Beantworte zum Textauszug über The Work diese Fragen:
(a) Wie sitzt der Kollege in der Besprechung schon seit einer Weile da?
(b) Was macht er plötzlich?
(c) Woran denkst du, bevor dich der Ärger überwältigen kann?

* [Textauszug]
-- -- --

The Work (Minimierungsstrategie 8/9)

Gibst du weiterhin allein dem Anderen die Schuld oder erkennst du schon deine Anteile?


Stell dir vor ...

Du und deine Kollegen in der Besprechung. Irgendetwas passt dem einen Kollegen wohl nicht so ganz. Er sitzt schon seit einer Weile mit verschränkten Armen da, an die Rückenlehne gepresst, Augen zusammengekniffen. Natürlich alles keine Beweise, aber zumindest Indizien, dass nicht alles wünschenswert verläuft. Du hast keine Ahnung, was ihn stören könnte. Aber so schlimm wird’s schon nicht sein. Doch plötzlich steht er auf und verlässt den Raum. Du bist sprachlos. Wie kann der so was machen? Einfach weggehen, wenn ihm etwas nicht passt. Du ärgerst dich über sein egoistisches Verhalten und findest ihn in diesem Moment total bescheuert. Doch bevor dich der Ärger überwältigen kann, denkst du glücklicherweise an The Work.

-- -- --

(Datensatzeinträge)

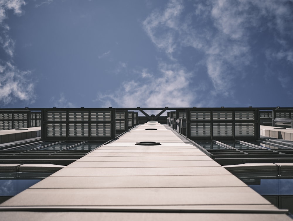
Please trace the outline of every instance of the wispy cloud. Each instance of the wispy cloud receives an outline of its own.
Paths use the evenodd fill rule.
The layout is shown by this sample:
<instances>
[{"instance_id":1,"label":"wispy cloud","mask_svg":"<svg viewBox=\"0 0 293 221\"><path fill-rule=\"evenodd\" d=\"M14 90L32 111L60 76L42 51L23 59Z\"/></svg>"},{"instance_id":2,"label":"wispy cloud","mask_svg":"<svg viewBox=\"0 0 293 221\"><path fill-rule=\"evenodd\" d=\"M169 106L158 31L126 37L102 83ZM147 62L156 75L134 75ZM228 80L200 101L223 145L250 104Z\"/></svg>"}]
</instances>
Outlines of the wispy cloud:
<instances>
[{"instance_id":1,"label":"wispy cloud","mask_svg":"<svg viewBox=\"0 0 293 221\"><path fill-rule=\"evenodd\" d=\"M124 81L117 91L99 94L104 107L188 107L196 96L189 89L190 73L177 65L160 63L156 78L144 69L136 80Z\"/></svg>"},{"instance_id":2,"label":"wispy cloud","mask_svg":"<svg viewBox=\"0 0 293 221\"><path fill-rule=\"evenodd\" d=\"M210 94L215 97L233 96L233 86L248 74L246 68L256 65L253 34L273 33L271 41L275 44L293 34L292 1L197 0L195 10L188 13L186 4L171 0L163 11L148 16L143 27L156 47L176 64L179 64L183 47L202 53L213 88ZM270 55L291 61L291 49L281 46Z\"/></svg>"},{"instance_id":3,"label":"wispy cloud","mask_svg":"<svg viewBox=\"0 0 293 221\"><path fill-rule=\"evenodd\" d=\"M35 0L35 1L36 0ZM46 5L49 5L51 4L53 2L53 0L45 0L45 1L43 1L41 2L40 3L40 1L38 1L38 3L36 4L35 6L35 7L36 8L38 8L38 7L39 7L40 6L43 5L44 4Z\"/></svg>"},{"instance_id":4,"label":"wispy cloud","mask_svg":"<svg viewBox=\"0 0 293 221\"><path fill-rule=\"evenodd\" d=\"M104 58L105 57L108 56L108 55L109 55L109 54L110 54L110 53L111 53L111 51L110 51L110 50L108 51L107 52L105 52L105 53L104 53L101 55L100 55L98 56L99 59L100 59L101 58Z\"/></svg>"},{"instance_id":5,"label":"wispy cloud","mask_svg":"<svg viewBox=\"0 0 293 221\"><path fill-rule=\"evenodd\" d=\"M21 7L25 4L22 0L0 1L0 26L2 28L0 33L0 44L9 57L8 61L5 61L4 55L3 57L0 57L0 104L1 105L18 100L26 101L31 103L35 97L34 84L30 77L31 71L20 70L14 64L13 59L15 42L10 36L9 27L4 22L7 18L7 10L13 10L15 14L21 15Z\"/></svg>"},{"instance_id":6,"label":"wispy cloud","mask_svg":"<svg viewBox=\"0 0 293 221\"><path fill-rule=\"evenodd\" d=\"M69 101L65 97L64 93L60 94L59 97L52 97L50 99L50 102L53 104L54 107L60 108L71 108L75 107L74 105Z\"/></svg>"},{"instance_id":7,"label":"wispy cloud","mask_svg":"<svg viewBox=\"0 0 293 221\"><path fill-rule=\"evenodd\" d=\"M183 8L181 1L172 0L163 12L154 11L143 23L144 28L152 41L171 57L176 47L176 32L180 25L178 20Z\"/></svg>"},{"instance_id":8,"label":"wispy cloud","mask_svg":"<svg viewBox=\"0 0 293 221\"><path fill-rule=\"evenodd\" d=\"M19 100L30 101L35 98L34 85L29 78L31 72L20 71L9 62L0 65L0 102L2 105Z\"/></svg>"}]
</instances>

-- -- --

* [Ergebnis]
(a) Mit verschränkten Armen, an die Rückenlehne gepresst, die Augen zusammengekniffen.
(b) Er steht auf und verlässt den Raum.
(c) An The Work.